[Entries from a pointing dataset]
----

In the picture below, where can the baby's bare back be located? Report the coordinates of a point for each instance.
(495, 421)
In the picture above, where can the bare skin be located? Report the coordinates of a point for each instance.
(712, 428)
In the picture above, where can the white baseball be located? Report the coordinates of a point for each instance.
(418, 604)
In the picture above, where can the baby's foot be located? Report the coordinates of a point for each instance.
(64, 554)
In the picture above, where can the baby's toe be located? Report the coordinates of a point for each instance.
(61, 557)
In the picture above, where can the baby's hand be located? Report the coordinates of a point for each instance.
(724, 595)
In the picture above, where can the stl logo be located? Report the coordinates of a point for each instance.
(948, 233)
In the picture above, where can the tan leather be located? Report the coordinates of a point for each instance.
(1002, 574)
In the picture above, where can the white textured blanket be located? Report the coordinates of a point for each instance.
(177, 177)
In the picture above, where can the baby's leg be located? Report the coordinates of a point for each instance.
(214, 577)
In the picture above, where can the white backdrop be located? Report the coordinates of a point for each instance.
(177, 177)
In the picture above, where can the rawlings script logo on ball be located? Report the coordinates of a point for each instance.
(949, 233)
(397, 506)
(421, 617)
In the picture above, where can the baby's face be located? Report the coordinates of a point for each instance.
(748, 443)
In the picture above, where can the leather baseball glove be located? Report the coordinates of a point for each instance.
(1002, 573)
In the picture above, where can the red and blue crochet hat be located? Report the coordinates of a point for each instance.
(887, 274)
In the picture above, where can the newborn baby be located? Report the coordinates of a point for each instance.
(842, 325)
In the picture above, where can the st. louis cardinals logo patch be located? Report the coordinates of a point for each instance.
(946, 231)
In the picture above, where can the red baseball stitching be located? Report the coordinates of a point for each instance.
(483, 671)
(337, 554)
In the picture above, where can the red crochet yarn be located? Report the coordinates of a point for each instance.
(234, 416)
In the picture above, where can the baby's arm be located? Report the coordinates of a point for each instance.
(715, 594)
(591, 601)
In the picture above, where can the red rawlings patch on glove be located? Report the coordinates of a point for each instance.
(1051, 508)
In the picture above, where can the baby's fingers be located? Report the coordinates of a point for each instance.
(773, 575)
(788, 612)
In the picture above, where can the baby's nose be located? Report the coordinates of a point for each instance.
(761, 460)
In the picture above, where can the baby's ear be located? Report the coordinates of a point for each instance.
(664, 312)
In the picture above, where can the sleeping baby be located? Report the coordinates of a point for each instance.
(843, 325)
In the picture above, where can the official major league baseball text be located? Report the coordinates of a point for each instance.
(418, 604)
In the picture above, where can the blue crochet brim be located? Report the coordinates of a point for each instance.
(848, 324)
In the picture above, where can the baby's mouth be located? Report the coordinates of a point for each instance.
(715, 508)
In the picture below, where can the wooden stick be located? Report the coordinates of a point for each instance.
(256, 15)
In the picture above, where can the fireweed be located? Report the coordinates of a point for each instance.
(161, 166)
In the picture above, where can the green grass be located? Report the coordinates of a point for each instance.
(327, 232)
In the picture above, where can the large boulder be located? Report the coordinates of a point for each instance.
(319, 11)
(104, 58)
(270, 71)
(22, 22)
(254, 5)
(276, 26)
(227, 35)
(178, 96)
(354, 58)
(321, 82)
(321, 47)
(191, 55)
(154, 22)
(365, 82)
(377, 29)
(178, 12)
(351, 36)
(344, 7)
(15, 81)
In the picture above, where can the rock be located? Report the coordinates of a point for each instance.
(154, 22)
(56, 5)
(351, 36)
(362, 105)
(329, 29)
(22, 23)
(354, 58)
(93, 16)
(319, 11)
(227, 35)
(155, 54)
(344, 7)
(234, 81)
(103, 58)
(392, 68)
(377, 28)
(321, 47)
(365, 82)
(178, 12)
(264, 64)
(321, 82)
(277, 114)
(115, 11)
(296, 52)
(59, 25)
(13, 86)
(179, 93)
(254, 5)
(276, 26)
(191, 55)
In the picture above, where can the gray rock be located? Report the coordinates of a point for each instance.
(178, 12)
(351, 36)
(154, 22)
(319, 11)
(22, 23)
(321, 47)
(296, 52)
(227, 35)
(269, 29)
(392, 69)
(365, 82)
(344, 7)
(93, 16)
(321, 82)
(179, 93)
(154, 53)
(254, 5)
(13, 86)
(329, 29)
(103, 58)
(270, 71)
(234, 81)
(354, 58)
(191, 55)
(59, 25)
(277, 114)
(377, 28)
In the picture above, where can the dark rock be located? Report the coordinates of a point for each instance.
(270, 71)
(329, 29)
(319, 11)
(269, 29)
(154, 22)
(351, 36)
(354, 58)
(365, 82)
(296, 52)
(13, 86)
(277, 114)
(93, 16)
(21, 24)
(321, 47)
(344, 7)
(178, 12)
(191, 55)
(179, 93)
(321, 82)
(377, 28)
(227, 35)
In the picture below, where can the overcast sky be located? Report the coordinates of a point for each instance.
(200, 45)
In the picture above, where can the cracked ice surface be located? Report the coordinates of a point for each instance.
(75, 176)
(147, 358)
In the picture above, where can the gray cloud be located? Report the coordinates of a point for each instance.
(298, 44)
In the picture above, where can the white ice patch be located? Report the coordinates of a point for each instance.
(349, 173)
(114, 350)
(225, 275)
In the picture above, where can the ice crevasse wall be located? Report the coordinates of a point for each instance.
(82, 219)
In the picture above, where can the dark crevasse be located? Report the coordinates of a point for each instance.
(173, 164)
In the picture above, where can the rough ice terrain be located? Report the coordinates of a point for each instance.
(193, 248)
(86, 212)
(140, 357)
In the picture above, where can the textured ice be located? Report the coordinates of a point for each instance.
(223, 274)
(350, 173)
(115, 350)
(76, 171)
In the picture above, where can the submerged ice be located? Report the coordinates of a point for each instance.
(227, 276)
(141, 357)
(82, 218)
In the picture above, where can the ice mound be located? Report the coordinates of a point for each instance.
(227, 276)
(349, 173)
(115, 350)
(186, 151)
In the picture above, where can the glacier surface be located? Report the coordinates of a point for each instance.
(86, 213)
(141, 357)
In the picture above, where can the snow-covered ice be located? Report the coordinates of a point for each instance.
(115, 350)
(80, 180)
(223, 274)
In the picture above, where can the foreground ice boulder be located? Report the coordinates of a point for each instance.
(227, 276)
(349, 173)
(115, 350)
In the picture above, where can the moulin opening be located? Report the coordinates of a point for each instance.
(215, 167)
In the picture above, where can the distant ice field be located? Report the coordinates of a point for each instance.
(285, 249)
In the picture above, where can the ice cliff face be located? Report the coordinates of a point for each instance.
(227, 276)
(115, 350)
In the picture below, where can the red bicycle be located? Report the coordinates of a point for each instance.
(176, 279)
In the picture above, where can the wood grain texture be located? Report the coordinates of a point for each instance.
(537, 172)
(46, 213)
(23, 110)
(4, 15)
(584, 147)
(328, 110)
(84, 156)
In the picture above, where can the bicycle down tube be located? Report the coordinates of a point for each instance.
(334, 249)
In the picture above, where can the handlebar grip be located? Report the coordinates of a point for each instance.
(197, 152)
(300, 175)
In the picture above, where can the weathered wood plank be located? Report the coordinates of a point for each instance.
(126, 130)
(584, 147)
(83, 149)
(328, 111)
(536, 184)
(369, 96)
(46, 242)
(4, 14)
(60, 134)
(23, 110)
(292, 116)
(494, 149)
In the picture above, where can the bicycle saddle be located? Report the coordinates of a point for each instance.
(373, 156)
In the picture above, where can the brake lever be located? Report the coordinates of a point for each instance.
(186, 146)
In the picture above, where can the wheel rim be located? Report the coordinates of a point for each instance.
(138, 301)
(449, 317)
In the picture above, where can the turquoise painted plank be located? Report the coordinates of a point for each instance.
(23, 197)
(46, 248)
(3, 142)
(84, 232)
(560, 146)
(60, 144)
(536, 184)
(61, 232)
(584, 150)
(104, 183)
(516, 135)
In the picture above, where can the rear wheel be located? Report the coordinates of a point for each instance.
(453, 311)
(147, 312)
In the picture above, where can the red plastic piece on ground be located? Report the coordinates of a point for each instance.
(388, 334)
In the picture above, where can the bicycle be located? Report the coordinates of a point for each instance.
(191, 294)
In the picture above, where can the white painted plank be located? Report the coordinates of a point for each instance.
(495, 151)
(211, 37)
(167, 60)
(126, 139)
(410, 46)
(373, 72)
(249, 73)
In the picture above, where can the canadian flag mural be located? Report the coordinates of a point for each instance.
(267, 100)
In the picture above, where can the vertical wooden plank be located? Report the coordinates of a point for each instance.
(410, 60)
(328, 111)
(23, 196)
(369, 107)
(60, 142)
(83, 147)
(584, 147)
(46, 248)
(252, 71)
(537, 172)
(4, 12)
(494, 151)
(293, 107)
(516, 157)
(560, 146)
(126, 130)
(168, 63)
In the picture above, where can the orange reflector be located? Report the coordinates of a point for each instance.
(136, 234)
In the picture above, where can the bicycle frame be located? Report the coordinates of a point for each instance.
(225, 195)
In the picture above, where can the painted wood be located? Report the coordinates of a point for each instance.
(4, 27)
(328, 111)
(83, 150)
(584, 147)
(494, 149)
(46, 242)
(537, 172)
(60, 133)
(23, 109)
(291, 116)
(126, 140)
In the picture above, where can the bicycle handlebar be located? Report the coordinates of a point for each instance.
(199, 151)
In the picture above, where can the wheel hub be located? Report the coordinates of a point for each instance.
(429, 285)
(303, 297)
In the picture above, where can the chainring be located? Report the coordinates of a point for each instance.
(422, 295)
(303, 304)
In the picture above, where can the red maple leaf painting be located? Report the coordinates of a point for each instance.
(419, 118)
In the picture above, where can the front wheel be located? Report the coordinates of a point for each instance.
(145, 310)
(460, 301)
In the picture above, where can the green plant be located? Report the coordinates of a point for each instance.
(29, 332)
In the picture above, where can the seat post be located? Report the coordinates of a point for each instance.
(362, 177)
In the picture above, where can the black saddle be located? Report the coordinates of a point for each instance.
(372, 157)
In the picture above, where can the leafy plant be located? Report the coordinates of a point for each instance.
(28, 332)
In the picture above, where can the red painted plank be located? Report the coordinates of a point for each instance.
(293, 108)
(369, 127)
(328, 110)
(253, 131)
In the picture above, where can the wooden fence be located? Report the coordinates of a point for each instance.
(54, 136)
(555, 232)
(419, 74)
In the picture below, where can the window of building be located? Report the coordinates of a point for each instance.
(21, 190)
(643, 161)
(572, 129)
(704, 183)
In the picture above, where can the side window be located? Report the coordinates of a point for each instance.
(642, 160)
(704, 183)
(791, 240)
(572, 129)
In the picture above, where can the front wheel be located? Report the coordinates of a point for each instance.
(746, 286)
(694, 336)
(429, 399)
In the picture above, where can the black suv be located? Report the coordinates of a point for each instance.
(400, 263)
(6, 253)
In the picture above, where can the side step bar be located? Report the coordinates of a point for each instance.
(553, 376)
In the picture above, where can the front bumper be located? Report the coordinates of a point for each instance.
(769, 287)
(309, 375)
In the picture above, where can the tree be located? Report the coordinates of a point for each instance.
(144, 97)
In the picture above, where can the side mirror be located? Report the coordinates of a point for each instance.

----

Exercise description ->
Copy exactly the lines above, from the one containing "In the picture above, where can the side window" through the very last line.

The output ->
In the picture above, where can the side window be located? Report the coordinates of a point for each instance.
(642, 160)
(704, 183)
(791, 240)
(572, 129)
In the picture above, where can the front wheel be located? Report the coordinates of a point for each instance.
(746, 286)
(694, 336)
(429, 399)
In the picture above, where can the black suv be located? Report the coordinates of a point for each instance.
(400, 263)
(6, 253)
In the picture above, where can the side step bar be located? Report the coordinates of a point for each instance.
(553, 376)
In the picture above, where can the front bumper be located? Report the coordinates of a point for each instance.
(769, 287)
(309, 375)
In the picture above, where can the tree be located? Report the coordinates of a point for each instance.
(144, 97)
In the picture above, where can the side mirror be located? Report the coordinates of a point for each instance.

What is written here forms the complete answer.